# [MATERIAL FOR THIS TASK]
* BEGIN *

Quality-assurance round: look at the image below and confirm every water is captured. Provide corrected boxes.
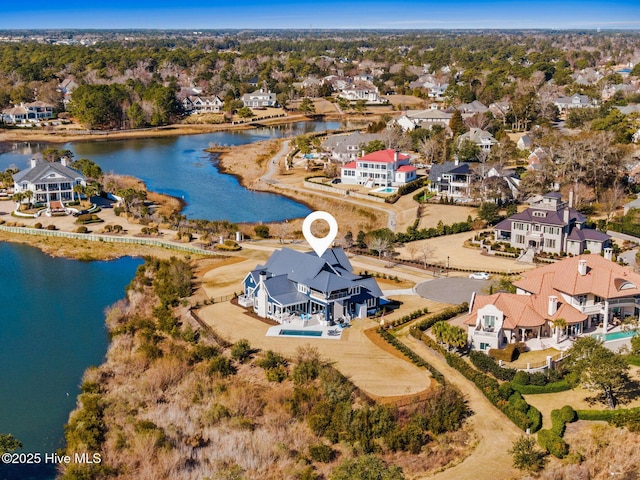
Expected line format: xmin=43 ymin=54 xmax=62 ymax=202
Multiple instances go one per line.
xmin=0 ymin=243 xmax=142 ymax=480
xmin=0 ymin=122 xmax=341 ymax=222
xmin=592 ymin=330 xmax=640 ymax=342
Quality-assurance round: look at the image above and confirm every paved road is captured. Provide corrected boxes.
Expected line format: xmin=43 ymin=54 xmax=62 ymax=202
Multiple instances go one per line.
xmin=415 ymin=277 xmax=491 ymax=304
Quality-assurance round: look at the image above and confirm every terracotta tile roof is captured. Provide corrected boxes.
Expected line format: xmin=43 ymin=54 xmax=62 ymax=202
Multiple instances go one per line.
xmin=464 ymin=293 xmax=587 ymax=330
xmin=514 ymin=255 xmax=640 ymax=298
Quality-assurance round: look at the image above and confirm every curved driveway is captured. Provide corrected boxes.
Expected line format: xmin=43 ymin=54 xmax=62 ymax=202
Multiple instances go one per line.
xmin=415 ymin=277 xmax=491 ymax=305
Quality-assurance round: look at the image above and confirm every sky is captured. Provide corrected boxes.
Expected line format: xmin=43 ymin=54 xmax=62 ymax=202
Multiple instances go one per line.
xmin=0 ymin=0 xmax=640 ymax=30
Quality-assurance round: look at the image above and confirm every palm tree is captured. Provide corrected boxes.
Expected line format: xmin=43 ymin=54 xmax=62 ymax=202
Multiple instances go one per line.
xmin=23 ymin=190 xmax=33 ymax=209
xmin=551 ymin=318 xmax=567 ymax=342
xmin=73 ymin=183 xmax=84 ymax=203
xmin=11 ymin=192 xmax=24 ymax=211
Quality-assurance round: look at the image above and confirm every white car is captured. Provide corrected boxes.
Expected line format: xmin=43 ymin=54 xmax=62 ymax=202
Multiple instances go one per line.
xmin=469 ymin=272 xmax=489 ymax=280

* END *
* BEGIN *

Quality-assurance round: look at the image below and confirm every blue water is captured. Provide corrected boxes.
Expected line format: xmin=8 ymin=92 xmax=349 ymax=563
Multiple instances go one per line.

* END *

# [DIRECTIONS]
Rewrite every line of the records from the line with "road is captured. Provide corrected boxes." to the line with "xmin=514 ymin=255 xmax=640 ymax=298", both included, and shift each coordinate in the answer boxes up by 50. Leave every other line and number unchanged.

# [EXERCISE RESPONSE]
Quality-assurance round: look at the image above and confirm every paved road is captured. Provide corrected boxes.
Expected line format: xmin=43 ymin=54 xmax=62 ymax=202
Multiple instances go one per line.
xmin=465 ymin=327 xmax=541 ymax=354
Quality-assurance round: look at the image above and confirm every terracotta tile roof is captured. Provide corrected boxes.
Expected line format: xmin=43 ymin=54 xmax=62 ymax=202
Multiple instances go one per line.
xmin=514 ymin=343 xmax=637 ymax=380
xmin=564 ymin=305 xmax=690 ymax=348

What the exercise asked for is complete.